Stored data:
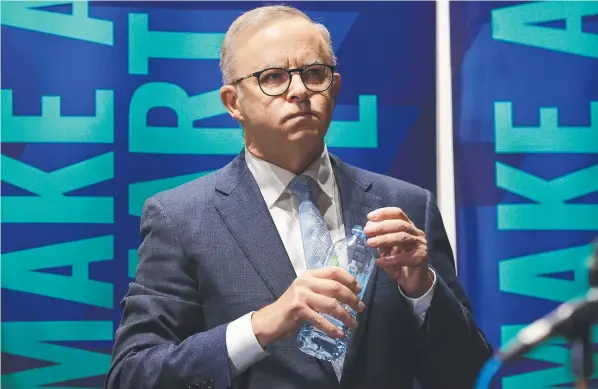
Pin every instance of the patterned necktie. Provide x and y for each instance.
(314, 233)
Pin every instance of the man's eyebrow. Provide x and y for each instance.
(306, 63)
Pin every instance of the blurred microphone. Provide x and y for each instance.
(566, 320)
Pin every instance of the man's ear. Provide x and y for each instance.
(336, 85)
(230, 99)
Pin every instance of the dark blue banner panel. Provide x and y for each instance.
(107, 103)
(525, 83)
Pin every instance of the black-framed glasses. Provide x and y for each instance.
(276, 81)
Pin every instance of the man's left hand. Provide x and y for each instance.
(403, 249)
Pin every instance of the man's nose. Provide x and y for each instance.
(297, 90)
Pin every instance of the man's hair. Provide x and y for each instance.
(255, 18)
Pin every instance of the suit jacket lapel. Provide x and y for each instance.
(247, 217)
(356, 202)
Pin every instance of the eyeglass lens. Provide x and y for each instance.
(316, 78)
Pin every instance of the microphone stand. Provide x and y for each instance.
(580, 335)
(582, 362)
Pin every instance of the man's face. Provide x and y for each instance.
(298, 116)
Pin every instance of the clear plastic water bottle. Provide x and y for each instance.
(354, 255)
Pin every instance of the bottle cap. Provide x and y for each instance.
(358, 231)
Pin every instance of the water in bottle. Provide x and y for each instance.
(354, 255)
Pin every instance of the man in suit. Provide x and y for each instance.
(225, 279)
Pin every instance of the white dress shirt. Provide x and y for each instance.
(243, 348)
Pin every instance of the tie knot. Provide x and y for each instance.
(300, 187)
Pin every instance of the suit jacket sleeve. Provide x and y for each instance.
(453, 349)
(161, 342)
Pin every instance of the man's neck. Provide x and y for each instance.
(295, 161)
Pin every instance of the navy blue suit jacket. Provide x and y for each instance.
(210, 253)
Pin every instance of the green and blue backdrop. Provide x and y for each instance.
(107, 103)
(525, 96)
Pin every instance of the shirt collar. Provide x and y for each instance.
(273, 180)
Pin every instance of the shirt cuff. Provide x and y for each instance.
(421, 304)
(243, 347)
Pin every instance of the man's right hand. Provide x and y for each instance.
(319, 290)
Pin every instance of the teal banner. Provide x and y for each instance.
(106, 103)
(525, 94)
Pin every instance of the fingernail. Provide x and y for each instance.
(372, 214)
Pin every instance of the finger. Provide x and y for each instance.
(389, 226)
(338, 291)
(411, 259)
(331, 306)
(393, 260)
(403, 240)
(319, 321)
(338, 274)
(388, 213)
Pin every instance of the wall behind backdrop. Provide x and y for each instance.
(525, 98)
(105, 104)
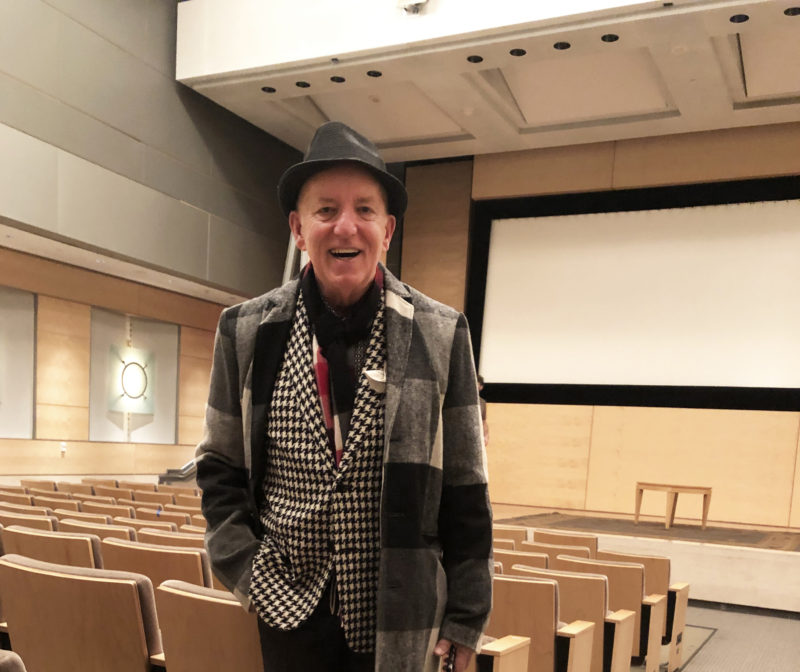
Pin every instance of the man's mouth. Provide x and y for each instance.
(344, 252)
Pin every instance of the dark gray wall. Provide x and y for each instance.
(101, 147)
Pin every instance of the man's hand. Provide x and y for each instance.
(463, 654)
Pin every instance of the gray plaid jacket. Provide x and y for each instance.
(435, 562)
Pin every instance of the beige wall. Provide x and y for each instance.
(65, 295)
(585, 457)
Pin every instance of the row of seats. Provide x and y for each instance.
(628, 599)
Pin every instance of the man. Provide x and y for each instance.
(342, 468)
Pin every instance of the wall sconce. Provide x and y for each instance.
(131, 374)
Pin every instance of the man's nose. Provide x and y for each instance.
(345, 224)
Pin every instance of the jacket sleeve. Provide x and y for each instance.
(465, 519)
(231, 536)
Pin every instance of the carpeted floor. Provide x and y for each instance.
(781, 541)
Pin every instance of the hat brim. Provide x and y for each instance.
(295, 177)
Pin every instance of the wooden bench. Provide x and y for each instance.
(672, 499)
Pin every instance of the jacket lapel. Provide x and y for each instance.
(399, 327)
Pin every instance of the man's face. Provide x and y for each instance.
(342, 222)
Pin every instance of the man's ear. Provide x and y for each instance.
(297, 230)
(391, 222)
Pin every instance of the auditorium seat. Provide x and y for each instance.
(657, 581)
(529, 607)
(117, 627)
(109, 509)
(553, 550)
(63, 548)
(149, 513)
(96, 518)
(584, 597)
(34, 522)
(509, 558)
(165, 538)
(626, 591)
(37, 483)
(54, 503)
(75, 488)
(194, 621)
(11, 662)
(567, 538)
(157, 561)
(515, 532)
(138, 524)
(16, 498)
(153, 497)
(102, 530)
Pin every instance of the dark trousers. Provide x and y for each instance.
(318, 645)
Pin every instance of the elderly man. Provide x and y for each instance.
(342, 468)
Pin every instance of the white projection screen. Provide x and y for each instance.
(698, 296)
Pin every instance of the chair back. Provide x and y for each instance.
(529, 608)
(102, 530)
(195, 619)
(76, 619)
(35, 522)
(509, 558)
(63, 548)
(581, 597)
(567, 538)
(157, 561)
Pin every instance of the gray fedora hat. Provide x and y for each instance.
(335, 142)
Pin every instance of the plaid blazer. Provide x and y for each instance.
(435, 572)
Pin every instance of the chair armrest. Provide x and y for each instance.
(654, 611)
(574, 647)
(509, 653)
(618, 640)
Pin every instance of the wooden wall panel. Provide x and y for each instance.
(42, 276)
(62, 423)
(22, 457)
(436, 230)
(747, 457)
(538, 454)
(551, 170)
(730, 154)
(794, 514)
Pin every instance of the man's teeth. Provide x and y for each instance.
(344, 252)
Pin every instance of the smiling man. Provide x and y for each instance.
(342, 467)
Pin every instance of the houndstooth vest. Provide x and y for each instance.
(316, 518)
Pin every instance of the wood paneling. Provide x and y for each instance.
(197, 343)
(552, 170)
(436, 230)
(23, 457)
(538, 454)
(730, 154)
(190, 430)
(63, 423)
(794, 516)
(42, 276)
(747, 457)
(193, 386)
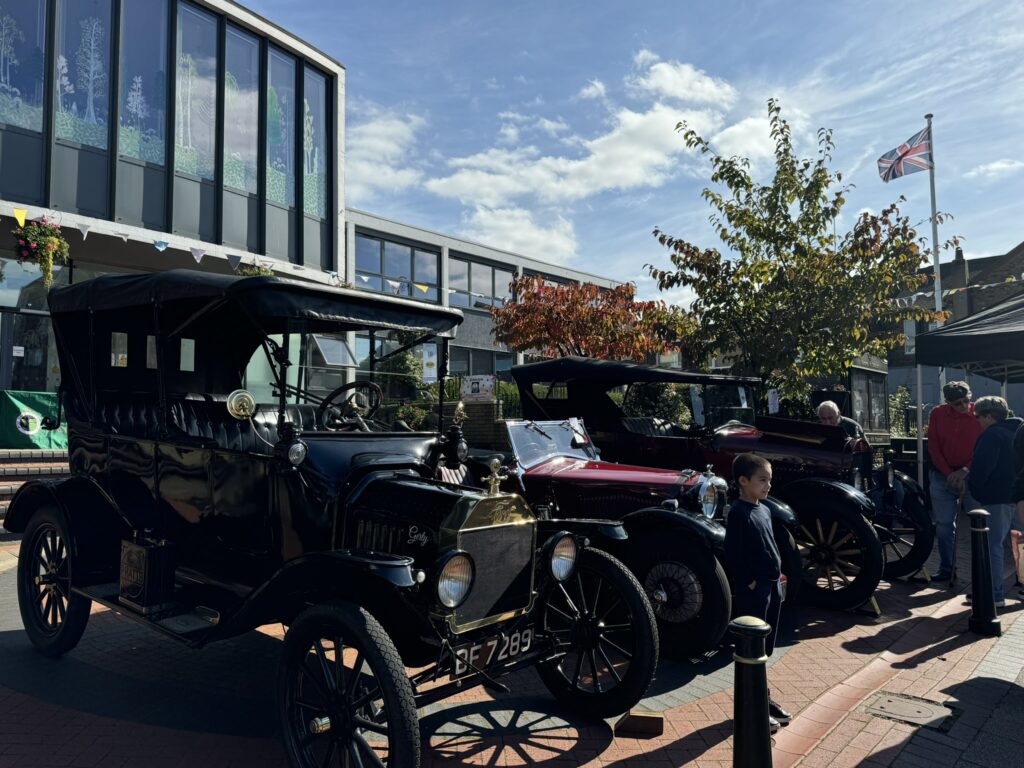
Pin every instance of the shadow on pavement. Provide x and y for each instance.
(514, 730)
(174, 687)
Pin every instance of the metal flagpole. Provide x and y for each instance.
(935, 239)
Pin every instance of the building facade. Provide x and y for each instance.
(195, 133)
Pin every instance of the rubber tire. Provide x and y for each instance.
(704, 631)
(924, 541)
(358, 629)
(643, 666)
(70, 633)
(863, 585)
(792, 564)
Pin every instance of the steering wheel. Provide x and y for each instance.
(345, 416)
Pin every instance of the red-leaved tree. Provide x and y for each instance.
(584, 320)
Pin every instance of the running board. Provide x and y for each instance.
(190, 627)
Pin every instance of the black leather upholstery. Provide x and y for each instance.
(135, 416)
(651, 426)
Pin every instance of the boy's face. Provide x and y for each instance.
(757, 485)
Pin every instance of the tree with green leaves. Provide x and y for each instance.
(791, 299)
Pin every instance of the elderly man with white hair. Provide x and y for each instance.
(828, 414)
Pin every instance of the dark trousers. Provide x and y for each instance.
(765, 602)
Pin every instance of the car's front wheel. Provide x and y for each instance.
(343, 692)
(602, 622)
(54, 617)
(689, 592)
(841, 557)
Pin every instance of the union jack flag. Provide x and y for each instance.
(912, 156)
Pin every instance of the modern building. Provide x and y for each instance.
(969, 286)
(170, 133)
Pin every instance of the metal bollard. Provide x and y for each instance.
(752, 734)
(983, 620)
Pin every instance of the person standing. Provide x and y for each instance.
(991, 479)
(753, 557)
(828, 414)
(952, 431)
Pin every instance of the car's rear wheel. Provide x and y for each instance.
(54, 617)
(689, 592)
(906, 532)
(842, 558)
(344, 696)
(603, 622)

> Task item
After locating the line with "Pin every instance of the person" in the records above, please set down that line and all later ones exactly, and no other line.

> Response area
Pin every instance of the person standing. Provide x and y for each instance.
(991, 479)
(753, 557)
(828, 414)
(952, 431)
Pin every instance of the car's rear wheel. Provide x and y for each instance.
(54, 617)
(689, 592)
(906, 532)
(842, 558)
(344, 696)
(603, 622)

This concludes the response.